====== Records provided ======

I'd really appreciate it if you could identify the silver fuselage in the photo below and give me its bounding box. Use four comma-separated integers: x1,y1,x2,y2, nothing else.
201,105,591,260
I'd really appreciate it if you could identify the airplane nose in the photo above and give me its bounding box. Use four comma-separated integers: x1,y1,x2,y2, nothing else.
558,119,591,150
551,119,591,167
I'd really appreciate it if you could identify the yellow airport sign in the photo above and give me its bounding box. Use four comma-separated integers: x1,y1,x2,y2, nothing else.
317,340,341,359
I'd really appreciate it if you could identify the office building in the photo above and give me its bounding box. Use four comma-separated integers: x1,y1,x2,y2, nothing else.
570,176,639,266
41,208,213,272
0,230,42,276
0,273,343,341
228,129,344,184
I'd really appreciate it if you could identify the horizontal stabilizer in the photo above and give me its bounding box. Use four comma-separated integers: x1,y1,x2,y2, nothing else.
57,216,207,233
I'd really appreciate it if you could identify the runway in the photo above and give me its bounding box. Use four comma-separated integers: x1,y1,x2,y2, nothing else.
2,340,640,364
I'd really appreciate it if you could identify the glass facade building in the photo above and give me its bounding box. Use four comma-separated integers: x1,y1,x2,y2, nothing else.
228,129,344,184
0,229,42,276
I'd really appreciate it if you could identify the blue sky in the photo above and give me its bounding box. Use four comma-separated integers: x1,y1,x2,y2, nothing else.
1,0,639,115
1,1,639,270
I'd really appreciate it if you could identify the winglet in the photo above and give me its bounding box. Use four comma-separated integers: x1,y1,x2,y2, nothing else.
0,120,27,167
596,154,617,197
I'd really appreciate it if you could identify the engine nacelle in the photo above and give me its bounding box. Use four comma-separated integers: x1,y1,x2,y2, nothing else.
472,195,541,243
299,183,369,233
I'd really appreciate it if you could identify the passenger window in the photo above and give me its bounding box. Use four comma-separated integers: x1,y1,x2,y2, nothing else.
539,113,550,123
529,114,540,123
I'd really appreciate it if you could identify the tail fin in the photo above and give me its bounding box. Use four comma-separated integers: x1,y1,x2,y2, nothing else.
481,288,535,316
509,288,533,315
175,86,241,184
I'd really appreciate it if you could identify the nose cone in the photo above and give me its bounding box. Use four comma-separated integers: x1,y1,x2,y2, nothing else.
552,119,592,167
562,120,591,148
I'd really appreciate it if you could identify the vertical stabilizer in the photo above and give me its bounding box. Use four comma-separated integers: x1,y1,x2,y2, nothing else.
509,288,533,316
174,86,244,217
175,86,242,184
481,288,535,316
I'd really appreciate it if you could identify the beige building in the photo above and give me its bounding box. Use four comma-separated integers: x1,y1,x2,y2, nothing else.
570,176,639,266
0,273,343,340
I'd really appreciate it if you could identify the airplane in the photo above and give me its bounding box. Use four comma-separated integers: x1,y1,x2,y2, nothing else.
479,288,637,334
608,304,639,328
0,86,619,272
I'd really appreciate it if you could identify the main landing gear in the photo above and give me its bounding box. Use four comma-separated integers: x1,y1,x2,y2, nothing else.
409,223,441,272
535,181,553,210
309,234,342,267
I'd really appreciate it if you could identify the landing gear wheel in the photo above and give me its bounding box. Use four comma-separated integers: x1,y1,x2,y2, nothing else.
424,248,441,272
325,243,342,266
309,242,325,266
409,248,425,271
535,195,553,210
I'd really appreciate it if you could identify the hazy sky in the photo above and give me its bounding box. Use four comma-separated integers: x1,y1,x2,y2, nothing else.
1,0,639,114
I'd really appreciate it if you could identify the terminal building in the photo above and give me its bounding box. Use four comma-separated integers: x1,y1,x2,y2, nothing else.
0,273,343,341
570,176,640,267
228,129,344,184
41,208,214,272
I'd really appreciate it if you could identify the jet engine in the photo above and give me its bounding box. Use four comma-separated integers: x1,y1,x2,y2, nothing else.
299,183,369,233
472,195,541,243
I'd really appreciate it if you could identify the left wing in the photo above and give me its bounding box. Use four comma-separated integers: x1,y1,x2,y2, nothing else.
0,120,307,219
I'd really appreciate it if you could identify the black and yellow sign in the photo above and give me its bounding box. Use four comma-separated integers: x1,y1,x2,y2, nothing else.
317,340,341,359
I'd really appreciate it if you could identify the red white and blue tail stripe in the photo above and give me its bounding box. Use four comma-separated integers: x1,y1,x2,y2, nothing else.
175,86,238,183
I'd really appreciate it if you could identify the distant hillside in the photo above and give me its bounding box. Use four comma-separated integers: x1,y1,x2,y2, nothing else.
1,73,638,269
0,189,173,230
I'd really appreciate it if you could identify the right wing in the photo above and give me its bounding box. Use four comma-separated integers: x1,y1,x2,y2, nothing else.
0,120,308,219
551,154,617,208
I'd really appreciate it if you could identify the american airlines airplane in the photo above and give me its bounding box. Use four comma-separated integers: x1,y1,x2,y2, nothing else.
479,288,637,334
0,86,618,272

======

Return every entry exactly.

I'd really appreciate it if you could identify the silver fuselage in the photo below and give me its bounding box. Use four comma-separated integers: x1,y1,x2,y2, nothing else.
201,105,591,260
I'd really appreciate it if you could identify the airplane nose in the photo above and give me its bounding box. Use four comma-separated integers: x1,y1,x2,y2, nothing else.
558,119,591,150
551,119,591,167
I'd really appreciate it if you could identify the yellow airport sign in the photo above and give me its bounding box. Use four comma-separated integers: x1,y1,x2,y2, nothing else.
317,340,341,359
I'd really appreciate it if you could identify the office building in the photo above and give me its bounding box. Use four comma-separated integers: x1,y1,x2,y2, nothing else.
570,176,639,266
41,208,213,272
0,230,42,276
0,273,343,341
228,129,344,184
I'd really appreciate it if you could identify the horizontal stabilizer in the photo above and give me its bounding box. Use four comma-separated integers: x1,y1,x2,y2, nothing else.
57,216,207,233
I'd really appreciate it if you could identify the runway in the photo above and give me its bounding box. Use four comma-separated integers: x1,y1,x2,y2, nothing else.
2,340,640,364
I'd really appreciate it if you could identify the glass facade building in the photo above and give me its bounding box. Use four comma-separated integers: x1,y1,x2,y2, nothing else.
228,129,344,184
0,229,42,276
I'd really appreciate it if you could identify the blue sky in the photo above and give me its bounding box. Use four comma-separated integers: x1,y1,x2,y2, nothing else.
1,0,639,115
1,1,639,270
I'd really appreciate it if you could identify the winglet in the photo above and give me its bounding box. Use four comma-separated integers: x1,y1,x2,y2, nothing else.
0,120,27,167
596,154,617,197
I'd really appreciate it if you could identify the engine nacelle in the photo above and give me its bounding box. Use four comma-separated integers: x1,y1,x2,y2, nothing else.
472,195,541,243
299,183,369,233
I'd really appreciate it if you could identify the passenger window in the photo above and give me its bounding box. Use four comma-separated integers: x1,y1,x2,y2, nothing else.
539,113,550,123
529,114,540,123
I'd really appreciate it if you could identify the tail fin in the photo above and give me its bounding box. Use four comma-separated integers: x1,y1,x2,y2, nothing else.
481,288,535,316
509,288,533,315
175,86,241,184
I'd really appreciate it if you could identify the nose cone in the photo above and give me its bounding box. Use four comma-separated integers: x1,y1,x2,y2, nothing else.
552,119,592,167
562,120,591,148
I'd really appreciate it if you could identify the vertical stabilizer in the photo above and give me its bounding box. Use four comma-separated integers: x1,y1,x2,y2, nothing else.
509,288,533,316
174,86,244,217
175,86,242,184
481,288,535,316
I'd really appreciate it if you could identify the beige building in the photo above and give me its bounding box. Use four comma-separated integers: x1,y1,x2,y2, nothing else.
570,176,639,266
0,273,343,340
I'd really appreciate it if you could identify the airplane in the photo above and give me its bounding box. Use four comma-separated integers: x1,y1,x2,y2, nothing else.
479,288,637,334
608,304,639,328
0,86,619,272
I'd really appreciate it if you could identify the main landing gear in the photo above and give me its bounding box. Use four comma-separated integers: x1,y1,x2,y2, nothing else.
409,223,441,272
535,181,553,210
309,234,342,267
I'd really appreciate it if you could identify the landing gear wheel in the photo above and give me its bounding box. Use four comma-separated integers: x1,y1,x2,y2, nothing else.
424,248,441,272
325,243,342,266
309,242,325,266
409,248,425,271
535,195,553,210
I'd really appreciate it if you could identify the hazy sky in the photo above and give me its bounding box. Use four comma-separated integers: x1,y1,x2,y2, nothing else.
1,0,639,114
I'd really appreciate it if you could identify the terminal building in the photo above and give me its bounding box. Use four comma-separated integers: x1,y1,x2,y2, nothing else.
0,273,343,341
570,176,640,267
228,129,344,184
41,208,214,272
I'd really appreciate it if you could identify the jet engine in the photo above and give me its bounding box. Use four comma-separated integers: x1,y1,x2,y2, nothing else.
299,183,369,233
472,195,541,243
I'd really appreciate it if you could identify the left wing in the photo above and give me its bounding box. Use four comma-separated integers: x1,y1,x2,y2, nothing else.
0,120,307,219
I'd really appreciate it if you could identify the black and yellow sign in the photo above and give me its bounding box. Use four comma-separated integers: x1,y1,x2,y2, nothing else.
317,340,341,359
I'd really appreciate it if you could identify the red white and blue tail stripe in the photo above and give me its bounding box. Use four comma-separated integers: x1,y1,x2,y2, nothing else.
175,86,238,183
I'd really appreciate it if you could identify the distant hillside in the photo above and give me its bounding box. Use four comma-separated integers: x1,y1,x2,y2, nothing else.
1,73,638,269
0,189,173,230
I'd really appreciate it if you could identify the right wing in the photo above and give me its bounding box. Use four comma-separated integers: x1,y1,x2,y2, nothing else.
0,120,308,219
551,154,617,208
I'd really appreciate it if you could identify the american airlines airplane in the photo above and give me its bounding box. Use four comma-separated integers: x1,y1,x2,y2, nothing else.
479,288,637,334
0,86,618,272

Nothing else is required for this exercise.